## Aim:
Rewrite the rows starting at the line that contains "Every instance of the stone wall gets" and ending at the end of the rows, putting "timber signpost" in place of "wooden sign post" and leaving everything else unchanged.

Labeled area outline rows
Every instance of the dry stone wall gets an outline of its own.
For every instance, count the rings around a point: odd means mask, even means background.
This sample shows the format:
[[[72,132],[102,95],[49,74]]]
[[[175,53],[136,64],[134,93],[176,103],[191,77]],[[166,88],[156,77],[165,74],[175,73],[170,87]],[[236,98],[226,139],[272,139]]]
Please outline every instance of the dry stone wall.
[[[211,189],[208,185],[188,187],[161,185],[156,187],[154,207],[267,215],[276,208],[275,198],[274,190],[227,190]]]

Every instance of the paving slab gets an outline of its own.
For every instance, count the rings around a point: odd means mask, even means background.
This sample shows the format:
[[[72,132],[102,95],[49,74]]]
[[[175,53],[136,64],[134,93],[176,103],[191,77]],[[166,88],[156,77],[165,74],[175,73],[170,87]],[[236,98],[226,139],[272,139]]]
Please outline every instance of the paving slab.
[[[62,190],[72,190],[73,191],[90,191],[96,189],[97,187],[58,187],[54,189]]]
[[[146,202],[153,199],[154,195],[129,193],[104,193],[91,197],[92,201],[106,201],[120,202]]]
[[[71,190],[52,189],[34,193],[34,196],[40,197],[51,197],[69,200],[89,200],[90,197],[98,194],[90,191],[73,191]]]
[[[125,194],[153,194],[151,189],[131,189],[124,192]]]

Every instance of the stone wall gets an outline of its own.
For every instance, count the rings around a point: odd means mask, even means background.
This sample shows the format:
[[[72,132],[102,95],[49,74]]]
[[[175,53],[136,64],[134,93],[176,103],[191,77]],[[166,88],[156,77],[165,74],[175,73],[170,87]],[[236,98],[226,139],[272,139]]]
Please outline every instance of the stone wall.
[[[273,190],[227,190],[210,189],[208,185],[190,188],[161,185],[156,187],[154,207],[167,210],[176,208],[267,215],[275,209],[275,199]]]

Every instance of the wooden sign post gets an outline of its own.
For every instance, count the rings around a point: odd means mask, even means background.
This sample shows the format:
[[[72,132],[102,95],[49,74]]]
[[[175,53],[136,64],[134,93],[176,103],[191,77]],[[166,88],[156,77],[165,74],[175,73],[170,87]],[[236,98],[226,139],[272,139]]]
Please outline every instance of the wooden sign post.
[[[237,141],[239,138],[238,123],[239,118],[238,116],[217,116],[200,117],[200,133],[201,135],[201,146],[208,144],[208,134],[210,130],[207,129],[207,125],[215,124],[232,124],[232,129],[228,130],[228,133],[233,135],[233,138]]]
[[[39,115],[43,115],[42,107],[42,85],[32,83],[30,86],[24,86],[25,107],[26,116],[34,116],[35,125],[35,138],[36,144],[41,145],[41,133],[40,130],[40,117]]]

## Expected output:
Every instance of the stone wall gets an outline of its own.
For every instance, count the rings around a point: odd means mask, even means background.
This sample shows the format:
[[[72,132],[102,95],[49,74]]]
[[[175,53],[136,64],[134,93],[176,103],[191,77]],[[166,88],[156,77],[165,74],[175,73],[170,87]],[[236,98],[226,139],[272,139]]]
Please outline every instance of the stone wall.
[[[273,190],[227,190],[210,189],[208,185],[190,188],[161,185],[156,187],[154,207],[167,210],[176,208],[267,215],[275,209],[275,199]]]

Every instance of the timber signpost gets an outline of its own.
For every instance, count the rings around a point: odd means mask, even means background.
This sample shows the format:
[[[72,132],[102,95],[49,74]]]
[[[175,53],[136,64],[134,93],[176,103],[191,77]],[[166,88],[156,77],[165,74],[175,73],[170,87]],[[236,98],[226,139],[272,139]]]
Please outline every instance of the timber signpost.
[[[237,141],[239,138],[238,123],[239,118],[238,116],[217,116],[200,117],[200,133],[201,135],[201,146],[208,144],[208,134],[210,130],[207,129],[207,125],[215,124],[232,124],[232,129],[228,130],[228,133],[233,135],[233,138]]]
[[[39,115],[43,115],[42,107],[42,85],[32,83],[30,86],[24,86],[25,107],[26,116],[34,116],[35,125],[35,138],[36,144],[41,145],[41,133],[40,130],[40,117]]]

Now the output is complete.